▶ _Aim of the task_:
According to the press statement reacting to Liz Truss's energy speech, why can Sizewell C be financed only by adding a nuclear levy to households? Answer in one to three sentences.

▶ _Source document_:
# # # # # # #

Reaction: Liz Truss’s Energy Statement

Stop Sizewell C Press Statement, 8 September

Stop Sizewell C noticed a few points relevant to Sizewell C and nuclear in Liz Truss’s speech on energy.

She said green levies would be temporarily suspended but gave no indication of how long such a suspension would last – potentially the two years that the energy bill price cap would be frozen for. Sizewell C can only be financed by adding a nuclear levy to struggling households, because the markets won’t touch it without being guaranteed money back during construction. (Nuclear is not green, but a Treasury led public consultation on the “taxonomy” of nuclear energy is expected this autumn.) Does this mean Sizewell C could not start during such a freeze?

She said “Great British Nuclear” would be launched later this month, but Sizewell C is not British. It has been developed by two state-owned entities, EDF and CGN, and EDF will have to manage construction. It’s also likely that overseas funders will be necessary. The UK’s nuclear industry is reliant on overseas uranium. Sizewell B is currently fuelled by enriched uranium from Russia and the fuel for its next outage (ordered before the invasion of Ukraine) is from the same source.

Ms Truss announced a Net Zero review and said the Business Secretary is to set out a plan in the next two months on how to make the UK a net energy exporter by 2040. The UK has been regularly exporting energy to France in recent months given that such a high proportion of French nuclear reactors have been offline.

Ms Truss also said that renewable and nuclear generators would move onto Contracts for Difference which would break the price link with gas, but it is unclear what this might mean for Sizewell C, which is expected to be financed via a Regulated Asset Base

Stop Sizewell C says: “By suspending green levies Liz Truss has backed herself into a corner. Slow, damaging, £30 billion Sizewell C can only be financed by adding a nuclear levy to struggling households, because the markets won’t touch it without being guaranteed money back during construction. Her government’s review of Net Zero should conclude that Sizewell C must be cancelled.”

A Survation poll for the Mail on Sunday shows overwhelming support for renewable energy, with 74% backing investment in solar, 69% in offshore wind, 64% wave and 63% onshore wind and tidal, compared to just 38% for nuclear. A further 69% backed energy efficiency.

# # # # # # #

▶ _Recorded data_:
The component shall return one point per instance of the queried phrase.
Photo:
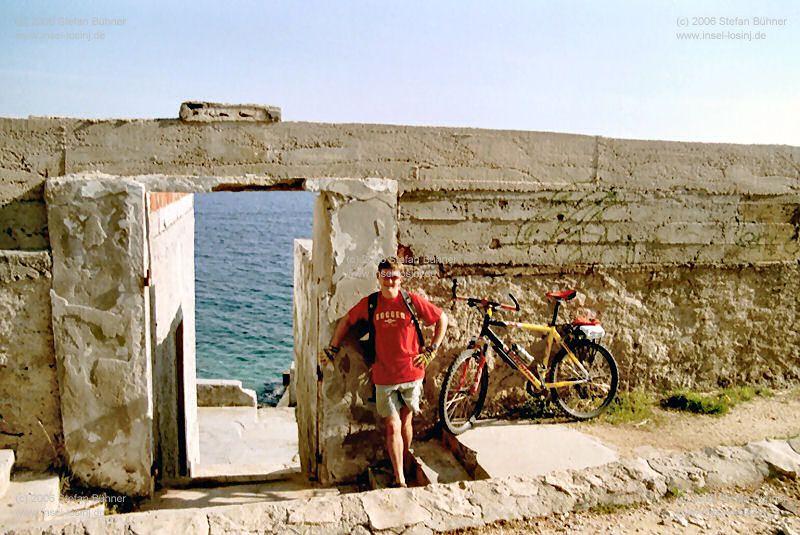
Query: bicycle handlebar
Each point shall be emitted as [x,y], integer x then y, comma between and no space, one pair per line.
[483,302]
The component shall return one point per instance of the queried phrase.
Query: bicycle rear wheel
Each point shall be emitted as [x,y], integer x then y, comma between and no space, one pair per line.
[463,392]
[589,399]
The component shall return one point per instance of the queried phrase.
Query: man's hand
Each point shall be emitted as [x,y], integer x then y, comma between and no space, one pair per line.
[426,357]
[328,354]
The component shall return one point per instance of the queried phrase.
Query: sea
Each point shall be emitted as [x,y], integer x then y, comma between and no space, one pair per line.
[244,266]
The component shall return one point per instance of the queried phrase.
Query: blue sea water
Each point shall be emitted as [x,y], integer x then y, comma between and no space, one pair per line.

# # # # # # #

▶ _Finished exercise_:
The markets won't finance Sizewell C unless they are guaranteed money back during construction, so the only way to pay for it is a nuclear levy added to households' bills.